| CHALLENGE |
Show every line of the data below that contains the string "wooden".

## Begin DATASET ENTRIES

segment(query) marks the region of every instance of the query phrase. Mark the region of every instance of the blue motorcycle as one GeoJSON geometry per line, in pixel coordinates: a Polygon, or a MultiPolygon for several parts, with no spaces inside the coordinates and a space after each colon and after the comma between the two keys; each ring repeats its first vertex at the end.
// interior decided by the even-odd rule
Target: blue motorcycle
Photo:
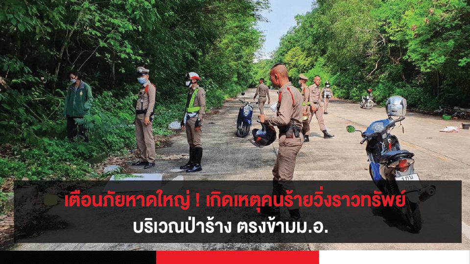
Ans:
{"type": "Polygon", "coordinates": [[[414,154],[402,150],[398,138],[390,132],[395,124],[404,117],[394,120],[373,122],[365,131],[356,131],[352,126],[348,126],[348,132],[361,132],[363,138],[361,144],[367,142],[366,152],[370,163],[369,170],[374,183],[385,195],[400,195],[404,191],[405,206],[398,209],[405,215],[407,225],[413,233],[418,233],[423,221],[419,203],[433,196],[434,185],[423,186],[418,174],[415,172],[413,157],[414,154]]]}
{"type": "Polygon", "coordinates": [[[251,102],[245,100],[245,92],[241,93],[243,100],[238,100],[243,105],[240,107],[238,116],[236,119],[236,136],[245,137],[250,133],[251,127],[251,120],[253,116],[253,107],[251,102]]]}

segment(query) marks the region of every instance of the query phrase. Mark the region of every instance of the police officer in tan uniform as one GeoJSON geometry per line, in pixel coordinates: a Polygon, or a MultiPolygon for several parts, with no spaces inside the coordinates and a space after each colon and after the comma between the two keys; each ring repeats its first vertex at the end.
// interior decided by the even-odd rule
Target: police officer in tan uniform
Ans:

## End DATASET ENTRIES
## Begin DATASET ENTRIES

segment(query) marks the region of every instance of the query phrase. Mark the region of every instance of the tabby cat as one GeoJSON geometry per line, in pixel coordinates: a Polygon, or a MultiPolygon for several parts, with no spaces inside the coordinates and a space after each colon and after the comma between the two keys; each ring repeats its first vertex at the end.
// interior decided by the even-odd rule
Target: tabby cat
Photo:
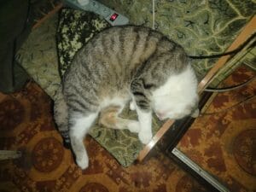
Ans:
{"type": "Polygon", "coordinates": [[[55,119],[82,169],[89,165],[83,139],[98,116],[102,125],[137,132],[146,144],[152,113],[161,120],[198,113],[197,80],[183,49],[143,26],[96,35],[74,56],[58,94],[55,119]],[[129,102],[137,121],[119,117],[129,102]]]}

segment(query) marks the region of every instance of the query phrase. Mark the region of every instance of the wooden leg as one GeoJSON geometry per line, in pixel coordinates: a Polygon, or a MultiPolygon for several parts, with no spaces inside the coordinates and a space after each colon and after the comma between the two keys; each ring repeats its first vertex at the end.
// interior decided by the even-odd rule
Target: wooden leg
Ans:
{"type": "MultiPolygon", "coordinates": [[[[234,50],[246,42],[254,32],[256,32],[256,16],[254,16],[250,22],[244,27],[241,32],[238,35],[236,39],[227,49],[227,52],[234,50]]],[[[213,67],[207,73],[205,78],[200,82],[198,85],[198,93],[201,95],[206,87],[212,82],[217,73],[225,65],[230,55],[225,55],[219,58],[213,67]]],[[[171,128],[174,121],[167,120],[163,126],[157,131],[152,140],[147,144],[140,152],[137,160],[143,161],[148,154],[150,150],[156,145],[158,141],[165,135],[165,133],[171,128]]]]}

## End DATASET ENTRIES

| WRITTEN SOLUTION |
segment(query) marks the region of every instance of the query phrase. Mark the region of every instance of the wooden leg as one GeoJSON geometry per line, in pixel coordinates: a Polygon, or a MultiPolygon for several parts, with no spaces inside the coordinates and a space after each colon and after the comma between the two keys; each ring repeats its first vertex at the end.
Target: wooden leg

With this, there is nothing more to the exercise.